What is being asked: Transcribe exactly the lines from the one containing "the dark brown-blue" through the end of the entries, including both the first and the last, and nothing else.

Dataset records:
+---+
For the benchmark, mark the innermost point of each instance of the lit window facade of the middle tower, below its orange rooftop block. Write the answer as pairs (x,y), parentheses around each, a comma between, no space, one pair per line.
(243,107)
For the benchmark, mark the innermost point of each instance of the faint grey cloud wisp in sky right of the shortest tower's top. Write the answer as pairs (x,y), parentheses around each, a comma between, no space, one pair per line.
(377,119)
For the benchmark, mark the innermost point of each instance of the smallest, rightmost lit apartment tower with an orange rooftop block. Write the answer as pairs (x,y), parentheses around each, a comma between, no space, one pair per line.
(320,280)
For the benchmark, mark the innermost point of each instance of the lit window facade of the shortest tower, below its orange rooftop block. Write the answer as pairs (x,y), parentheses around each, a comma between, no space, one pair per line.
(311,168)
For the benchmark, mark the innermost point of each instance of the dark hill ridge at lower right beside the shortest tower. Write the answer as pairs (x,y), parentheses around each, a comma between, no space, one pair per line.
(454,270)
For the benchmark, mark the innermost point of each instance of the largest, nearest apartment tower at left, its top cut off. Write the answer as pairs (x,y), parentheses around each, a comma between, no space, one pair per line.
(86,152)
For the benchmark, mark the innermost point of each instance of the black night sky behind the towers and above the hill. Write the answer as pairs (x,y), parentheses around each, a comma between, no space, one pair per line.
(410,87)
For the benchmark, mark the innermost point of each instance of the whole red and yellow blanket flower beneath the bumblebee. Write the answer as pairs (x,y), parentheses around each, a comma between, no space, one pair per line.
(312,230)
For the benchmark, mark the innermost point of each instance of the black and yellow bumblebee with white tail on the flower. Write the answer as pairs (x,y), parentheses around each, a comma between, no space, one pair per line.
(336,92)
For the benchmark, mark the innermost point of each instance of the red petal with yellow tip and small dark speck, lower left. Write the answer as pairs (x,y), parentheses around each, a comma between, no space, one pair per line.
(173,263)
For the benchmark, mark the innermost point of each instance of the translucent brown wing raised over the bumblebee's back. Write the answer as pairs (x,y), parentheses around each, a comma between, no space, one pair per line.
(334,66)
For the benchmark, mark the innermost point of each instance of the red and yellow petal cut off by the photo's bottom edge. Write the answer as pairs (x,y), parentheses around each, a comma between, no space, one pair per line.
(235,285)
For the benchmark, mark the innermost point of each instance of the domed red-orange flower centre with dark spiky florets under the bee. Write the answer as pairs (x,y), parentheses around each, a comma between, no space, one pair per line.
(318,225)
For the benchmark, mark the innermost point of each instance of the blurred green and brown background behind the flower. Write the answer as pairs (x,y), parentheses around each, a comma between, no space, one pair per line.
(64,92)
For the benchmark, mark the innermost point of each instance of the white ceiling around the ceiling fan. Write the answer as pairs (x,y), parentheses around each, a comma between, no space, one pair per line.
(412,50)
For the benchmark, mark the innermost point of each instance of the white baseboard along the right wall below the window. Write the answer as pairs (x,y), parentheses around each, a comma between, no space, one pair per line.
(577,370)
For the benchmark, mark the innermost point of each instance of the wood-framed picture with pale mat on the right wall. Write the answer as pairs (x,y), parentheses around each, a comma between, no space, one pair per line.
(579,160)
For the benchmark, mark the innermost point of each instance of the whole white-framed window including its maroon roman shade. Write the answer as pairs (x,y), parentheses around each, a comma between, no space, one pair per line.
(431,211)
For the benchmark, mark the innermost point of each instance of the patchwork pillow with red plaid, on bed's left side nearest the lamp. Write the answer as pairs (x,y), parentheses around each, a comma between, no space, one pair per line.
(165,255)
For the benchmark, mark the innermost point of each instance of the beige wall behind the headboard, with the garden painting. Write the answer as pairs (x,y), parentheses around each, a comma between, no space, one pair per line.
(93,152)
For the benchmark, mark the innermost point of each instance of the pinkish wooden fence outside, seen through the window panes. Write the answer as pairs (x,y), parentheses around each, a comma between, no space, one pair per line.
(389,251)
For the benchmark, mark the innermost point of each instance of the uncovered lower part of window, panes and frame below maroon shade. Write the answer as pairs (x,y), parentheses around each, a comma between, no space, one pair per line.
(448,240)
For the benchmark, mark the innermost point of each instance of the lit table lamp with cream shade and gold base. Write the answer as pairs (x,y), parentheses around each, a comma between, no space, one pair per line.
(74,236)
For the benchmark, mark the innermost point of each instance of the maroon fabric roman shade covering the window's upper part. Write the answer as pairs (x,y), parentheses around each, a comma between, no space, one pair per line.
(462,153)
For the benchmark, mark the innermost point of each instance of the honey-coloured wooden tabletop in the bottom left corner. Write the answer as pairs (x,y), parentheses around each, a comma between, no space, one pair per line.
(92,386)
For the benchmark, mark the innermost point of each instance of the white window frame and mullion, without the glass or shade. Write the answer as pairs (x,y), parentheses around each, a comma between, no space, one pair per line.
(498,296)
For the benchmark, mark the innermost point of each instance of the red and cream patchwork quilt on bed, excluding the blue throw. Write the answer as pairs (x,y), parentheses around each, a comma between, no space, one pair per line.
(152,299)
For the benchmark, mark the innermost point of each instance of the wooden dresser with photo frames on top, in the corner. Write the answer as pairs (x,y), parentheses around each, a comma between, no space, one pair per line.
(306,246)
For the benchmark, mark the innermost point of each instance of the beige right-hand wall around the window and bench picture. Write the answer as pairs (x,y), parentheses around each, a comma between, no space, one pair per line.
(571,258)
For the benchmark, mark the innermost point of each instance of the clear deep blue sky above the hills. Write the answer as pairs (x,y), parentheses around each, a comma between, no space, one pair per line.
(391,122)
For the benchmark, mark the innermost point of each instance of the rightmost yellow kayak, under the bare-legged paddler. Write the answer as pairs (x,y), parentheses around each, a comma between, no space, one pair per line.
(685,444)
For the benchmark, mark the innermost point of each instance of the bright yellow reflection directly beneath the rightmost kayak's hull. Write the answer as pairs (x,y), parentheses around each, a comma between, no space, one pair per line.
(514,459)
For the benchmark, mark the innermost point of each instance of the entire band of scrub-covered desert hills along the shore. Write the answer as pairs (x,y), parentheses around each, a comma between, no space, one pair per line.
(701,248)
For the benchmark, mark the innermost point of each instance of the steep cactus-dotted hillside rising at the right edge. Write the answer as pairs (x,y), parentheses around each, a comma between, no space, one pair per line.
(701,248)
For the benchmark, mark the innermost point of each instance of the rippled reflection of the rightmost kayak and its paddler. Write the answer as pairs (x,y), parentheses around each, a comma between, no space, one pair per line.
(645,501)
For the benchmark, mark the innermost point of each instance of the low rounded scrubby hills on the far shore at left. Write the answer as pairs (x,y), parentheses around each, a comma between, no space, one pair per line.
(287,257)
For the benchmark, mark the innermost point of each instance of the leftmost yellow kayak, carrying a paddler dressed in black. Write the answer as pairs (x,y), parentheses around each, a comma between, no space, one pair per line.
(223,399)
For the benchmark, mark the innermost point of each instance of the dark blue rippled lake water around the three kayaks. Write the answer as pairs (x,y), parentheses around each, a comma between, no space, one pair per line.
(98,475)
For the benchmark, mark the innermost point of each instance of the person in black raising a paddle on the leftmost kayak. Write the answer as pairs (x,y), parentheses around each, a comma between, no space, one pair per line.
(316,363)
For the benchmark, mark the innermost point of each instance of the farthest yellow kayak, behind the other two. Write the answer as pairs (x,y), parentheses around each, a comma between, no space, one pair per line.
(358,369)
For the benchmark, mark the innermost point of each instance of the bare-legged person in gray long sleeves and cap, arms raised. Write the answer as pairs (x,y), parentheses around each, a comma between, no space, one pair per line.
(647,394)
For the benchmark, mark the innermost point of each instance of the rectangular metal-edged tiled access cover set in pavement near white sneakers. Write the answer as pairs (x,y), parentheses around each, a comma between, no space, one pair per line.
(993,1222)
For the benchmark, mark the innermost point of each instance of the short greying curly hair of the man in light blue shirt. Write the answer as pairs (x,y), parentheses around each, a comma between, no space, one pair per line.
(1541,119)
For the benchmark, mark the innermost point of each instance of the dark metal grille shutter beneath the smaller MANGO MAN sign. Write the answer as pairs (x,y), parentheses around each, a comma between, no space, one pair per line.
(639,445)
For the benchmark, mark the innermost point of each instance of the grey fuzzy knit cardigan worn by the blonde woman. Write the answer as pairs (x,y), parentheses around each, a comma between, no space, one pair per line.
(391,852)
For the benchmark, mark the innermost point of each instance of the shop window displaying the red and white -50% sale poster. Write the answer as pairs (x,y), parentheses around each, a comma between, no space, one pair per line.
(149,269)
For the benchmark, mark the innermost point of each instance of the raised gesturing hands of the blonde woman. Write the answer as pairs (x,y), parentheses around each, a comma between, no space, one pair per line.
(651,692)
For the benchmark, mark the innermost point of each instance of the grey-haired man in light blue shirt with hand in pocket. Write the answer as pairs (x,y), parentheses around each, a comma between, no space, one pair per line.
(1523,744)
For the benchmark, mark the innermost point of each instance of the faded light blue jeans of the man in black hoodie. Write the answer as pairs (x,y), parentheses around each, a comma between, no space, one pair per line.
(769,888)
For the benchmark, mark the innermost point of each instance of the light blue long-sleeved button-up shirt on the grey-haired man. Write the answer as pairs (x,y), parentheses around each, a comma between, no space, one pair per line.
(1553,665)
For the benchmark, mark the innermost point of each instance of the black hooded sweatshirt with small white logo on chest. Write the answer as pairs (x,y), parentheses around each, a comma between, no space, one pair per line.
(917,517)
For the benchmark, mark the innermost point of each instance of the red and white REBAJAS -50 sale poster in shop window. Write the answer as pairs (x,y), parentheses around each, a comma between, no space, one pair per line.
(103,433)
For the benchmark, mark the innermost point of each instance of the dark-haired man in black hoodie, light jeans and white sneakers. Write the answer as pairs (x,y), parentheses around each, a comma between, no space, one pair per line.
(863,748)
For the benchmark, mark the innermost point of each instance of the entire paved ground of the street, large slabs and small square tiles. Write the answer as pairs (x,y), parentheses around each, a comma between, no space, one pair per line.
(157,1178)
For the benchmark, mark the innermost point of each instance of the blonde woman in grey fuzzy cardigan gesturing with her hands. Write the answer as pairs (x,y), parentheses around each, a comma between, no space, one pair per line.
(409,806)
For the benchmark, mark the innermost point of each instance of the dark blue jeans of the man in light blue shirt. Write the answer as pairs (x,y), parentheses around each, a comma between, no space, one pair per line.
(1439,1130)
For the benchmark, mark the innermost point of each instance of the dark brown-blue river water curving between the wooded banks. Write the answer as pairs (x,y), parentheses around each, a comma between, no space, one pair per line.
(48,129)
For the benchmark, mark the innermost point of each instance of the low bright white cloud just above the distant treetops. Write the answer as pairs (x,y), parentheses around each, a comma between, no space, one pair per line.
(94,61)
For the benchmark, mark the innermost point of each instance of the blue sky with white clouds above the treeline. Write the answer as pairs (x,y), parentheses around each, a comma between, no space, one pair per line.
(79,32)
+---+
Problem solution:
For the benchmark, mark the innermost point of each instance of the dark brown-blue river water curving between the wooded banks. Write the answer as pairs (x,y), parentheses around each, a comma between, no space, one pair per line.
(48,129)
For the benchmark, mark the innermost point of each instance of the low bright white cloud just above the distant treetops. Write the answer as pairs (x,y), parentheses around each, a comma between, no space, one pair per line.
(94,61)
For the benchmark, mark the innermost point of each instance of the blue sky with white clouds above the treeline. Write the answer as pairs (x,y), parentheses around each, a comma between, no space, one pair per line.
(79,32)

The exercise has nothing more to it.